Valencia hat es satt, im Schatten Barcelonas sein Dasein zu fristen, und haut in Sachen Architektur mit gewagten Projekten so richtig drauf. An Sociópolis, einem Stadtteil für die Zukunft, bastelt mit zwölf internationalen Architekten der Stadtplaner und Architekt Vicente Guallart. Vorsichtshalber lebt der Valencianer aber noch lieber in Barcelona.

28. Juli 2007 - Ingo Petz
Sie haben sicher einen alten Mann erwartet", grüßt Vicente Guallart lachend und fügt an: „Normalerweise sind Stadtplaner ja eher alte Männer.“ Guallart ist 44 Jahre alt, er ist Stadtdenker, -planer und Architekt. Sein Händedruck zeugt von Hartnäckigkeit, der direkte Blick von eisernem Willen und seine rasenden Gedanken von Kreativität. Gute Waffen im Kampf gegen Bürokratie und Politik. Der Katalane ist eine dampfende Energie-Lok. Während der Fahrt in den Süden von Valencia durch hupende Autoschlangen und glühendes Blech telefoniert er unentwegt, erklärt in den Pausen die Geschichte seiner Stadt und die fulminanten Umbaumaßnahmen, die sich Spaniens drittgrößte Metropole seit Jahren leistet, um mit einem extraordinären Architekturprofil endlich der Rivalin Barcelona im Norden zu enteilen. Viele Valencianer finden es unerträglich, der Rattenschwanz einer von Barcelona aus gesponnenen katalonisch-nationalistischen Idee zu sein. Hier, an der Costa de Valencia, hat man selbstverständlich einen eigenen Kopf, historisch-administrativ symbolisiert im Status der autonomen Region. Gerade fliegt der Wagen an einem dieser Wahnsinnsprojekte vorbei: Die gewaltigen Gleisanlagen der Estación del Norte werden unter Tage verlegt, während über Tage ein riesiger Zentralpark entsteht. „Valencia ist eigentlich sehr konservativ“, ruft Guallart. „Aber die Konservativen wollen Barcelona ausstechen. Ein Glück für verrückte Typen wie mich.“ Auch die ironische Heiterkeit scheint eine seiner Waffen zu sein.

Tatsächlich traut sich die von den Römern gegründete Stadt etwas, um ihr Mauerblümchen-Dasein zur Strecke und ihren Traum von mehr Ruhm und Anerkennung auf den Boden zu bringen. Das Ergebnis wirkt manchmal wie ein megalomanischer Sciencefiction-Trip, was ziemlich mutig ist für eine in der Landwirtschaft verwurzelte Stadt, die für ihre Orangen bekannt ist, für ihren luftgetrockneten Schinken und ihre Lust am Feuerwerk. Vielleicht, denkt man sich, hat der Hang, es gern mal krachen zu lassen, auch den Willen zum ästhetischen Experiment beeinflusst. Das berühmteste Beispiel: Santiago Calatravas schneeweiße Fantasy-Bauten, die im Turia-Park zwischen Altstadt und der Mündung des stillgelegten Flusses wie eine falsch geparkte Weltraumstation aufragen. In jeder ähnlich gestrickten deutschen Stadt wäre der Architekt für so viel Freigeist vermutlich fortgejagt worden. Guallart freut sich über die guten Zeiten, die auch ihm die Möglichkeit zur Umsetzung eines gewagten Projektes beschert haben. Er ziehe es vorsichtshalber dennoch vor, sagt der Valencianer, in Barcelona zu leben. Man wisse ja nie.

####

Zielsetzung
Zählen Sie alles auf, wofür Valencia laut Ausgangstext als in der Landwirtschaft verwurzelte Stadt bekannt ist. Die Zeilen werden hierfür nicht benötigt.

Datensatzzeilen
####

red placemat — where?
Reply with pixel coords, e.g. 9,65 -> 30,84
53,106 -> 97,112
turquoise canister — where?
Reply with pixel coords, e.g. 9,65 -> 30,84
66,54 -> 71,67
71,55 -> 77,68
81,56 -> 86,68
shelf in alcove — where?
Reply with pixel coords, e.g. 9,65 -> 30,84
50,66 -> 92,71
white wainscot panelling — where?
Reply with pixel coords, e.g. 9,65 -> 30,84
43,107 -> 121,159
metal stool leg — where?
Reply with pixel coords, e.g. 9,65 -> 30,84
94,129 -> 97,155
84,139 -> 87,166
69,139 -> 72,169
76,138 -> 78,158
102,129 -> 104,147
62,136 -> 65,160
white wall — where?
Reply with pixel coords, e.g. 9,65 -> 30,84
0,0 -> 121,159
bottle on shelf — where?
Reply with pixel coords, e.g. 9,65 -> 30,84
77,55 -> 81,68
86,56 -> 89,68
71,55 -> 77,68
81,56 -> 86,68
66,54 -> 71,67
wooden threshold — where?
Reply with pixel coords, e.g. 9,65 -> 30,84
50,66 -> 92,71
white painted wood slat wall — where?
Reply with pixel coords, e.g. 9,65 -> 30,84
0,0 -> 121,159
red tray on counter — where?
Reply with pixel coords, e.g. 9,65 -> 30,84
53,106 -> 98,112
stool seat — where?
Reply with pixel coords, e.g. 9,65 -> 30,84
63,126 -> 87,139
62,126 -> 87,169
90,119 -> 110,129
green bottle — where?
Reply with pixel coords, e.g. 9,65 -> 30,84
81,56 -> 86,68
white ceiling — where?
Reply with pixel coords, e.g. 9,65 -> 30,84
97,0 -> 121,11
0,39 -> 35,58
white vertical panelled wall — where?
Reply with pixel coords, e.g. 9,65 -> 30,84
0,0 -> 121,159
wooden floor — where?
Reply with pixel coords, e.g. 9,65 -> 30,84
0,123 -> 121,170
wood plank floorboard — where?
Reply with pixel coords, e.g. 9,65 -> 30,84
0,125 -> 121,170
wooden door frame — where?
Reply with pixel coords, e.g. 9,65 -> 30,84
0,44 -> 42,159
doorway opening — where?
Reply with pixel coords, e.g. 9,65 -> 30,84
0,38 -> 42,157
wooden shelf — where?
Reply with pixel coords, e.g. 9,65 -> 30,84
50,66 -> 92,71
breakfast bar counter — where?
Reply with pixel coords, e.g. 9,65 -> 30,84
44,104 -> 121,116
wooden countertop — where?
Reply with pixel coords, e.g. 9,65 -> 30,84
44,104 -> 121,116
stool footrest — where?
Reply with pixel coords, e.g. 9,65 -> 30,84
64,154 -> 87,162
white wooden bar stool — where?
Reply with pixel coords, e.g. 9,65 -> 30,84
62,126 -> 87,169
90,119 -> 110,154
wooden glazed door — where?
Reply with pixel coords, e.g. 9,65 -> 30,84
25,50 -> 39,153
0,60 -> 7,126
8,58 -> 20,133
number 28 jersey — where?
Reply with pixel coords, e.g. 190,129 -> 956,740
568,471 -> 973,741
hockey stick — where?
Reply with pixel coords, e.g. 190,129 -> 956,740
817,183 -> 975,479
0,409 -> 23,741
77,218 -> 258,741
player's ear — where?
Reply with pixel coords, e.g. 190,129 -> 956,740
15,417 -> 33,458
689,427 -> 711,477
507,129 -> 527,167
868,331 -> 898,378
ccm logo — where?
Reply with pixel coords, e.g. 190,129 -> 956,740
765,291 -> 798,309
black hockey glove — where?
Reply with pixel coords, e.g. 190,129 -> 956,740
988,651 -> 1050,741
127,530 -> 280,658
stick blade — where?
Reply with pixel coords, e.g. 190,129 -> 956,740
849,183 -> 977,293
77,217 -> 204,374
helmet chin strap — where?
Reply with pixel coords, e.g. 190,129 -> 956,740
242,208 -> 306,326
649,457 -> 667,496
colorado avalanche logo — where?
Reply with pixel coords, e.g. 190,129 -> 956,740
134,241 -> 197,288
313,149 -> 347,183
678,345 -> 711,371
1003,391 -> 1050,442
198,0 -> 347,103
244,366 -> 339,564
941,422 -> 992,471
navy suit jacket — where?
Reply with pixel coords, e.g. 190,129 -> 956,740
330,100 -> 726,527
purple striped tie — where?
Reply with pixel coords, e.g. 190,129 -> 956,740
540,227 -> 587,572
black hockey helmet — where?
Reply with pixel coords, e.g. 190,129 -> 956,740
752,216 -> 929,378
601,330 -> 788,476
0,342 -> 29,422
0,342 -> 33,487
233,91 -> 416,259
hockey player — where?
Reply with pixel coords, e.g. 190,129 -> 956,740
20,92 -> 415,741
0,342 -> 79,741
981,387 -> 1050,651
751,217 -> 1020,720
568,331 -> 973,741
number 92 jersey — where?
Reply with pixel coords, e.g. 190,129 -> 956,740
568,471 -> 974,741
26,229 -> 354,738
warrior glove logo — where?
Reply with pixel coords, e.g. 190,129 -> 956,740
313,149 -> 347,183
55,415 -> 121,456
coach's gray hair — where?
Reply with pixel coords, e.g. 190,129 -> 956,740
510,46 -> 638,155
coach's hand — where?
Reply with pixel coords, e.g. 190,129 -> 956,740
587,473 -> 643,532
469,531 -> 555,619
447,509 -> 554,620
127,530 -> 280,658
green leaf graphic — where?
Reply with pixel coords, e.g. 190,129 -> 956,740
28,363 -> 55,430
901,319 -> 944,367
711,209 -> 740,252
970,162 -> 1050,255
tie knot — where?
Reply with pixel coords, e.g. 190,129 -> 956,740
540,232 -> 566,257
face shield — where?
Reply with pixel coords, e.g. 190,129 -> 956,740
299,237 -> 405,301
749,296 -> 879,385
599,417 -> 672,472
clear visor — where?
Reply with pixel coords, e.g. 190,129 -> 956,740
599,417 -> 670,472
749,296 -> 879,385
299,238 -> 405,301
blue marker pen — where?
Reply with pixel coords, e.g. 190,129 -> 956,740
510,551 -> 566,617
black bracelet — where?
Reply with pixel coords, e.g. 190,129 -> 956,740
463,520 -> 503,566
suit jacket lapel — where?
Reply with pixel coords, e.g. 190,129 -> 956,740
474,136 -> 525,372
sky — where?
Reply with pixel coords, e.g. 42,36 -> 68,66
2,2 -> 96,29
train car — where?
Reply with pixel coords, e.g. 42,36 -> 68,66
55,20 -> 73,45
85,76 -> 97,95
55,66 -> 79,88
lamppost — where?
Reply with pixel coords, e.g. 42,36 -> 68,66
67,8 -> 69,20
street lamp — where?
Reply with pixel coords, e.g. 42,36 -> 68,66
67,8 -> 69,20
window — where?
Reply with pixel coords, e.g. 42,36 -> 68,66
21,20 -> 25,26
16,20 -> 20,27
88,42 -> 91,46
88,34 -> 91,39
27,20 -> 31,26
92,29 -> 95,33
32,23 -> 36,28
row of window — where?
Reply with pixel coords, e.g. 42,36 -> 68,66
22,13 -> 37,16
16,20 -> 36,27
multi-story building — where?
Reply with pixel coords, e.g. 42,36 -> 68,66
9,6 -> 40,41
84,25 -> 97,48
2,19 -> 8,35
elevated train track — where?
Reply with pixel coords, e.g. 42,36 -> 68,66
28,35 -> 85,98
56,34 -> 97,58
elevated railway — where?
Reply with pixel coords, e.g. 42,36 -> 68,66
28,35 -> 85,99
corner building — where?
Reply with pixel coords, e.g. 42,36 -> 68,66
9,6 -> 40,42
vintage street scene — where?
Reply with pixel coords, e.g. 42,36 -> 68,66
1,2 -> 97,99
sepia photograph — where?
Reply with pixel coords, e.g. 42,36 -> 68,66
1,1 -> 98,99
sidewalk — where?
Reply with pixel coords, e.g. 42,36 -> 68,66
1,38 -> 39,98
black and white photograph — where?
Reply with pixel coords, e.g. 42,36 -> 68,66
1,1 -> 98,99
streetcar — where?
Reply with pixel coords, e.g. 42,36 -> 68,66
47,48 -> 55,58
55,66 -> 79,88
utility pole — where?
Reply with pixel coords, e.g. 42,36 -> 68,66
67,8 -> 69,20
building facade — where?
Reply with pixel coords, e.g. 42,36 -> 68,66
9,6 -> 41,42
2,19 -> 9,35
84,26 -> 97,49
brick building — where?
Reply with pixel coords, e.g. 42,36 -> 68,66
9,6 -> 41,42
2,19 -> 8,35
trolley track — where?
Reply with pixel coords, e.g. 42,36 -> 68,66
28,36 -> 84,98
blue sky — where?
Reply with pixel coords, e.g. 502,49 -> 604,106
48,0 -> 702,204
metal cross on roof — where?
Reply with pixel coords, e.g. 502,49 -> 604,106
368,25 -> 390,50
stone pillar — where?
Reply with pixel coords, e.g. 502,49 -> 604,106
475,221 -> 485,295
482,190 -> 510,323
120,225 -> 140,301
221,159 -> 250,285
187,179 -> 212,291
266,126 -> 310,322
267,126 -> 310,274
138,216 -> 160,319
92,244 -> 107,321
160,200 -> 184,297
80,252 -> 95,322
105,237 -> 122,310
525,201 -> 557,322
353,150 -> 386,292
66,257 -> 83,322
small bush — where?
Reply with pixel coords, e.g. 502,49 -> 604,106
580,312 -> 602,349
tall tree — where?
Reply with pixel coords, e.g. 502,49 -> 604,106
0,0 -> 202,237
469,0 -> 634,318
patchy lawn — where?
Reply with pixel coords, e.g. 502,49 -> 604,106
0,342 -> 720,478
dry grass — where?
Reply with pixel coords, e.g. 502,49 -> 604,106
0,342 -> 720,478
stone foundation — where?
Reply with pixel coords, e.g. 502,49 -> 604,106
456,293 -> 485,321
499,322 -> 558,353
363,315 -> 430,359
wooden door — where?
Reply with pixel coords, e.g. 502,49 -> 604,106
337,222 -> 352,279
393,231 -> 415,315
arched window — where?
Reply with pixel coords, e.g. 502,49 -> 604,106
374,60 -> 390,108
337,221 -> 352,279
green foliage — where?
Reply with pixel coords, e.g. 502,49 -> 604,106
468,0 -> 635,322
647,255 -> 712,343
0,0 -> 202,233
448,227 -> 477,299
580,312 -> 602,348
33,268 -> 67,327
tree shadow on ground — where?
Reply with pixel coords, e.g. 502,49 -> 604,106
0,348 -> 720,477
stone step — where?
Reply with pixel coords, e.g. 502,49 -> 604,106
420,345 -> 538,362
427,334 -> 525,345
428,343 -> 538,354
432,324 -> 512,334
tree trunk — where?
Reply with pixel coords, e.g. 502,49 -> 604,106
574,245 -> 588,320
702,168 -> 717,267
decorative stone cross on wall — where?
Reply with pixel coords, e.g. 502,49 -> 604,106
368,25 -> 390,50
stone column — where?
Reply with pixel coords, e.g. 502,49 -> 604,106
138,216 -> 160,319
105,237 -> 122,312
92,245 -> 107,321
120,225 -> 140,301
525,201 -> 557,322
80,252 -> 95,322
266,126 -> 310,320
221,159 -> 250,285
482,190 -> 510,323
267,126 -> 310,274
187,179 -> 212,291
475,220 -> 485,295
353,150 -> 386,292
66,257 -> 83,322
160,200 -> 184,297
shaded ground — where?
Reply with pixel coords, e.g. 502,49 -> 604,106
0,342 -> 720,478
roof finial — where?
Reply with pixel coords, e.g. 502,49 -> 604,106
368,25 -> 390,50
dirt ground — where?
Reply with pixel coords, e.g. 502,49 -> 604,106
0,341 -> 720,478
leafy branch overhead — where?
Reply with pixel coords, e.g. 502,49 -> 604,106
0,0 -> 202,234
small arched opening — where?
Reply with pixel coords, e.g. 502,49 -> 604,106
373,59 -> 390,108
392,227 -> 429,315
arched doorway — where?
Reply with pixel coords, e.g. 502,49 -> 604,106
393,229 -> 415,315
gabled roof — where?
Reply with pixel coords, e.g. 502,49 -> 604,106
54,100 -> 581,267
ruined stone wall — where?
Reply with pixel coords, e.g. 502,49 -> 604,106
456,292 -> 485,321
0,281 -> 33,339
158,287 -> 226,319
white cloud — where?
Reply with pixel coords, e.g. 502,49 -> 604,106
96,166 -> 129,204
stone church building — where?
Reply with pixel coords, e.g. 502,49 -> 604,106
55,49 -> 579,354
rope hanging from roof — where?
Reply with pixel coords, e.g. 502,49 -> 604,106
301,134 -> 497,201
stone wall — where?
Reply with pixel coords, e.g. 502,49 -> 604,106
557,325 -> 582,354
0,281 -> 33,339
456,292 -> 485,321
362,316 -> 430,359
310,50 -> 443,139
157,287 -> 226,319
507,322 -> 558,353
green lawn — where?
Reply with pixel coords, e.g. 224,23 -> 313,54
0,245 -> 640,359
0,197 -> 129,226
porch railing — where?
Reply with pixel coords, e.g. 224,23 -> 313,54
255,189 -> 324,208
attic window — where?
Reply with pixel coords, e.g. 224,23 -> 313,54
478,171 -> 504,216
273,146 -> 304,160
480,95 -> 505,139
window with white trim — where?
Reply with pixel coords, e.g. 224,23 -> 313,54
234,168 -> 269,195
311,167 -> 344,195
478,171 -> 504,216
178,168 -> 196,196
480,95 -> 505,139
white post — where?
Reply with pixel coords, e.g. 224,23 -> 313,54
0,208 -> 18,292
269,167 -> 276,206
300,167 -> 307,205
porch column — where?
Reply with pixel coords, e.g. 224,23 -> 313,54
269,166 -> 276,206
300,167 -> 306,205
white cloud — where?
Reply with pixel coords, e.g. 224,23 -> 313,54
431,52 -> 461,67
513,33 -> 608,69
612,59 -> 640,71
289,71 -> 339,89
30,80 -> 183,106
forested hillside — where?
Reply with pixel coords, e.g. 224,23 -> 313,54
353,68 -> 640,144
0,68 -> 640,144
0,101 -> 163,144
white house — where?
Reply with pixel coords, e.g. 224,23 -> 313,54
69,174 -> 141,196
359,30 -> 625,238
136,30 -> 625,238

####

Lösung
- Orangen
- luftgetrockneter Schinken
- Lust am Feuerwerk